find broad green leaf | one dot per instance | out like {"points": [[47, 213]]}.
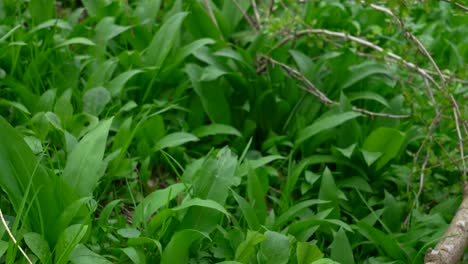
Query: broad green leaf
{"points": [[106, 30], [177, 251], [75, 41], [275, 248], [117, 84], [41, 10], [190, 48], [106, 212], [94, 6], [155, 201], [255, 164], [341, 249], [202, 203], [95, 100], [164, 41], [300, 226], [364, 70], [257, 189], [323, 124], [129, 232], [3, 247], [247, 211], [328, 191], [247, 248], [307, 253], [294, 210], [387, 141], [76, 209], [16, 105], [312, 160], [368, 95], [175, 139], [56, 23], [85, 164], [147, 10], [370, 157], [216, 129], [38, 246], [211, 94], [382, 241], [67, 242], [355, 182], [19, 169], [325, 261], [211, 73], [347, 152], [83, 255], [211, 182], [137, 256]]}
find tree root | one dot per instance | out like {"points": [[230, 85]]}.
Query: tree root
{"points": [[452, 246]]}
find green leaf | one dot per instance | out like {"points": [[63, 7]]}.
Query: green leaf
{"points": [[364, 70], [106, 212], [177, 251], [164, 41], [135, 255], [155, 201], [323, 124], [19, 169], [129, 232], [255, 164], [370, 157], [368, 95], [212, 95], [75, 41], [382, 241], [275, 248], [307, 253], [341, 249], [67, 242], [3, 247], [246, 249], [347, 152], [387, 141], [38, 246], [85, 164], [294, 210], [41, 10], [190, 48], [83, 255], [202, 203], [95, 100], [211, 182], [117, 84], [247, 211], [147, 10], [216, 129], [328, 191], [175, 139]]}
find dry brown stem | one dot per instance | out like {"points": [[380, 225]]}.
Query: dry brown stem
{"points": [[451, 247], [312, 89]]}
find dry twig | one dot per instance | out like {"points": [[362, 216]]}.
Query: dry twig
{"points": [[455, 240], [10, 234], [312, 89]]}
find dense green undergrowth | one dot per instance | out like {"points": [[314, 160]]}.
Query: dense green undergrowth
{"points": [[153, 131]]}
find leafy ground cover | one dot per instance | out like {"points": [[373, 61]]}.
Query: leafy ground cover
{"points": [[240, 131]]}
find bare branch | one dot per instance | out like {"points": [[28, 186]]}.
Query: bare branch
{"points": [[247, 17], [312, 89], [10, 234], [455, 240], [462, 7]]}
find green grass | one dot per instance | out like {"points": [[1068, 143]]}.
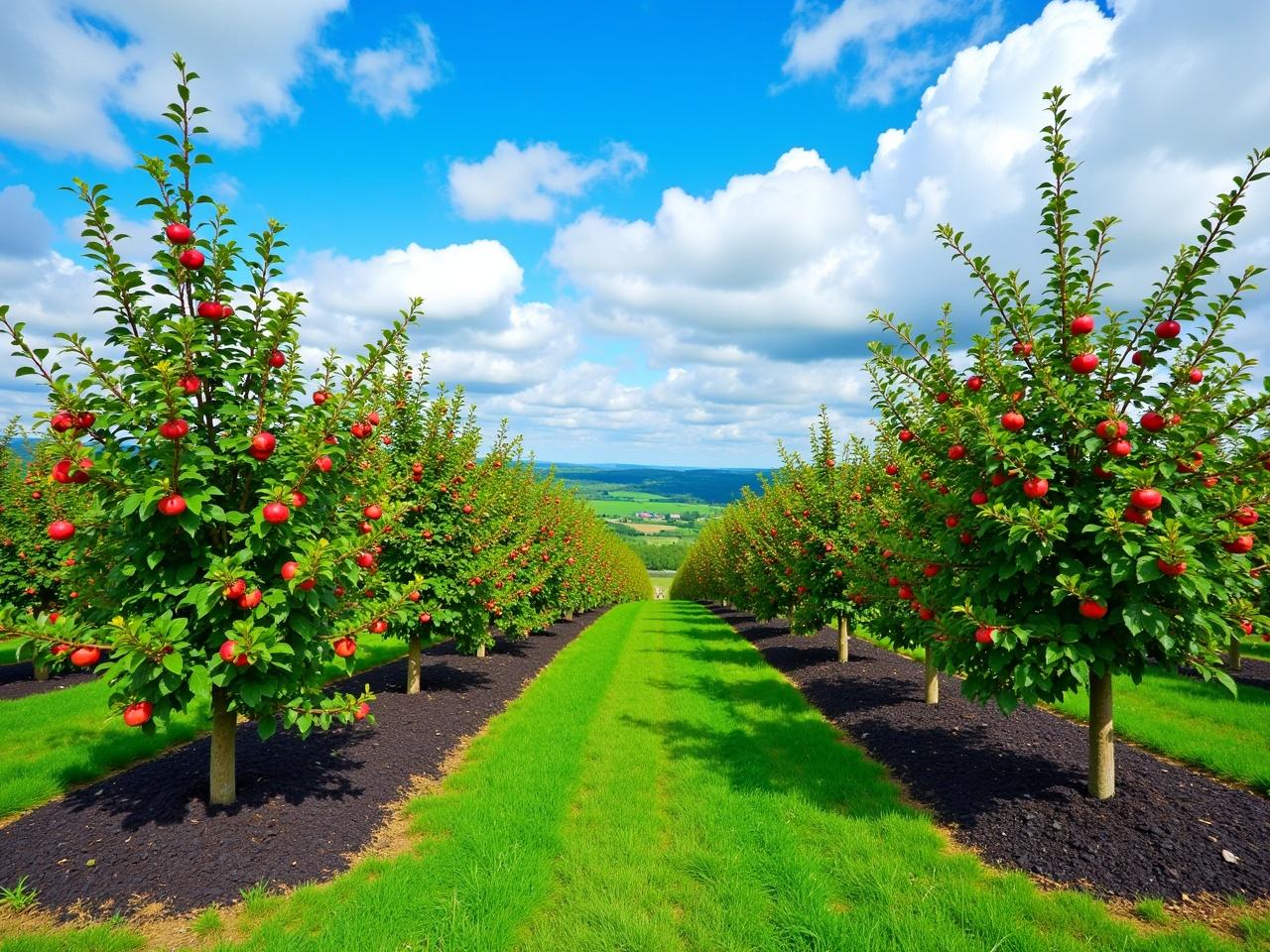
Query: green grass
{"points": [[662, 788], [66, 738]]}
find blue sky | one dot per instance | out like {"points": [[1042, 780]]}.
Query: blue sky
{"points": [[705, 181]]}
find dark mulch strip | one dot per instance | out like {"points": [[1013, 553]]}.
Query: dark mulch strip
{"points": [[18, 680], [1014, 787], [304, 805]]}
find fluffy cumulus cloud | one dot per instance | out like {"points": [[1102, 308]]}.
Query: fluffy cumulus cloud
{"points": [[527, 184], [389, 77], [898, 45], [67, 64]]}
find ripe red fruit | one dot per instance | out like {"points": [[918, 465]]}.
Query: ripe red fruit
{"points": [[137, 714], [1086, 362], [191, 258], [1119, 447], [1139, 517], [1146, 498], [172, 504], [263, 444], [275, 513], [1035, 488], [230, 654], [1092, 610]]}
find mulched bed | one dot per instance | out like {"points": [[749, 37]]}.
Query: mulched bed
{"points": [[304, 805], [1014, 787], [18, 680]]}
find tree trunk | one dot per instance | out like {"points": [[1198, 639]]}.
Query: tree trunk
{"points": [[1101, 738], [413, 666], [933, 679], [223, 731]]}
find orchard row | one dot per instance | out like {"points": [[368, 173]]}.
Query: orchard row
{"points": [[208, 518], [1078, 495]]}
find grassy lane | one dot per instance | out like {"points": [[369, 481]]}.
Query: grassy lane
{"points": [[661, 788], [1187, 720], [66, 738]]}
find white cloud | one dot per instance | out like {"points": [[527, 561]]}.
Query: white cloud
{"points": [[67, 66], [526, 184], [897, 51], [389, 77]]}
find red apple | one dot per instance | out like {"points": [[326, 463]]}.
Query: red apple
{"points": [[275, 513], [172, 504], [137, 714], [1086, 362], [191, 258], [1092, 610]]}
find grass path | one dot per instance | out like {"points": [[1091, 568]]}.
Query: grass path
{"points": [[661, 788], [62, 739]]}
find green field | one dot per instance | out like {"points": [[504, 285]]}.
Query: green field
{"points": [[662, 788]]}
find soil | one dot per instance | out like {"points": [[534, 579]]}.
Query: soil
{"points": [[1012, 787], [149, 834], [18, 680]]}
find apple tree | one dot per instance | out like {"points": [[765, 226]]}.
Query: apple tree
{"points": [[213, 535], [1110, 465]]}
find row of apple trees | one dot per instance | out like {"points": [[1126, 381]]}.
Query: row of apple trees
{"points": [[1076, 495], [209, 520]]}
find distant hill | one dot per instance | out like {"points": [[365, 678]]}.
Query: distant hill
{"points": [[717, 486]]}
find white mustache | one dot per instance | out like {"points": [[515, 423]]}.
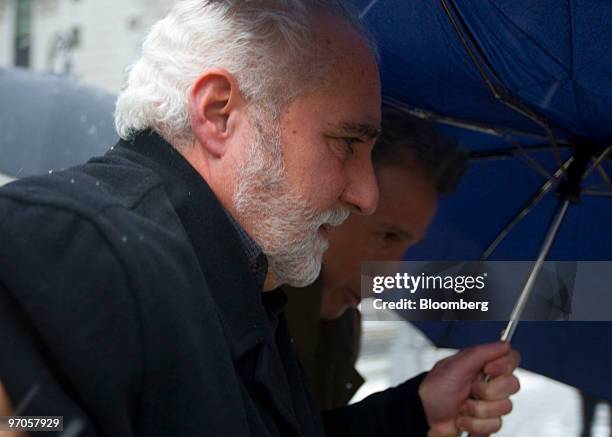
════
* WORK TO BE COMPLETED
Write the records out again exactly; none of the pictures belong in the copy.

* WRITTEN SOLUTION
find broad green leaf | one dot per instance | out like {"points": [[47, 213]]}.
Query: broad green leaf
{"points": [[106, 30], [177, 251], [75, 41], [275, 248], [117, 84], [41, 10], [190, 48], [106, 212], [94, 6], [155, 201], [255, 164], [341, 249], [202, 203], [95, 100], [164, 41], [300, 226], [364, 70], [257, 189], [323, 124], [129, 232], [3, 247], [247, 211], [328, 191], [247, 248], [307, 253], [294, 210], [387, 141], [76, 209], [16, 105], [312, 160], [368, 95], [175, 139], [56, 23], [85, 164], [147, 10], [370, 157], [216, 129], [38, 246], [211, 94], [382, 241], [67, 242], [355, 182], [19, 169], [325, 261], [211, 73], [347, 152], [83, 255], [211, 182], [137, 256]]}
find tree root | one dot per instance | out like {"points": [[230, 85]]}.
Query: tree root
{"points": [[452, 246]]}
find green leaf | one dot per instance | out like {"points": [[63, 7]]}.
Query: green leaf
{"points": [[364, 70], [106, 212], [177, 251], [164, 41], [135, 255], [155, 201], [323, 124], [19, 169], [129, 232], [255, 164], [370, 157], [368, 95], [212, 95], [75, 41], [382, 241], [275, 248], [307, 253], [341, 249], [67, 242], [3, 247], [246, 249], [347, 152], [387, 141], [38, 246], [85, 164], [294, 210], [41, 10], [190, 48], [83, 255], [202, 203], [95, 100], [211, 182], [117, 84], [247, 211], [147, 10], [216, 129], [328, 191], [175, 139]]}
find dry brown stem | one dot per instance | out like {"points": [[380, 225]]}.
Query: dry brown stem
{"points": [[451, 247], [312, 89]]}
find dry twig | one dot per instance | out like {"points": [[362, 216]]}.
Query: dry twig
{"points": [[455, 240], [10, 234], [312, 89]]}
find dense green undergrowth | one dot per instance | out like {"points": [[314, 160]]}.
Query: dense green undergrowth
{"points": [[153, 131]]}
find leafy ground cover | one dot per instance | out like {"points": [[373, 61]]}.
Query: leafy ground cover
{"points": [[240, 131]]}
find bare branch | one dot per instance | out like {"points": [[28, 186]]}.
Query: bare branch
{"points": [[247, 17], [312, 89], [10, 234], [455, 240], [462, 7]]}
find green grass | one dot per instance | out like {"points": [[1068, 143]]}.
Query: green grass
{"points": [[662, 788], [66, 738]]}
find blue sky | one dot per instance | out like {"points": [[1042, 780]]}.
Query: blue sky
{"points": [[705, 181]]}
find dark mulch strip | one dot per instance | out like {"points": [[1013, 553]]}.
Query: dark mulch strip
{"points": [[18, 680], [1014, 787], [304, 805]]}
find fluffy cumulus cloud | one dot per instance | out like {"points": [[1102, 308]]}.
Query: fluffy cumulus cloud
{"points": [[527, 184], [389, 77], [898, 45], [67, 64]]}
find ripe red fruit | one dot per instance | out like {"points": [[918, 465]]}.
Query: ripe red fruit
{"points": [[137, 714], [1086, 362], [191, 258], [1119, 447], [1139, 517], [1146, 498], [172, 504], [263, 444], [275, 513], [1035, 488], [230, 654], [1092, 610]]}
find mulched bed | one dot per instance | out like {"points": [[749, 37]]}.
Query: mulched bed
{"points": [[304, 805], [1014, 787], [18, 680]]}
find tree trunk | one dot per instance | out like {"points": [[1198, 639]]}.
Query: tree trunk
{"points": [[1101, 738], [413, 666], [933, 679], [223, 731]]}
find orchard row | one dot per instance | out like {"points": [[368, 173]]}.
Query: orchard row
{"points": [[208, 518], [1078, 495]]}
find grassy lane | one dot per instance | out like {"points": [[369, 481]]}.
Query: grassy lane
{"points": [[661, 788], [1187, 720], [66, 738]]}
find white cloud | one dot per instance | out like {"points": [[527, 561]]}.
Query: white cloud
{"points": [[67, 66], [526, 184], [897, 51], [389, 77]]}
find red apple | one dot per instance | out like {"points": [[326, 463]]}.
Query: red apple
{"points": [[275, 513], [172, 504], [137, 714], [1086, 362], [191, 258], [1092, 610]]}
find grass path | one dot per instance | out like {"points": [[1091, 568]]}.
Query: grass path
{"points": [[661, 788], [62, 739]]}
find green field | one dot per instance | out like {"points": [[504, 285]]}.
Query: green field
{"points": [[662, 788]]}
find soil | one dot per instance | out like {"points": [[534, 579]]}.
Query: soil
{"points": [[1012, 787], [149, 834], [18, 680]]}
find apple tree | one dot per instance | out like {"points": [[765, 226]]}.
Query: apple tree
{"points": [[213, 535], [1110, 465]]}
find row of apple trees | one dot per instance | out like {"points": [[1126, 381]]}.
Query: row of apple trees
{"points": [[1076, 495], [209, 520]]}
find distant hill | one dot per instance | out like {"points": [[365, 678]]}.
Query: distant hill
{"points": [[717, 486]]}
find white mustache | one dot per instance | out like {"points": [[515, 423]]}.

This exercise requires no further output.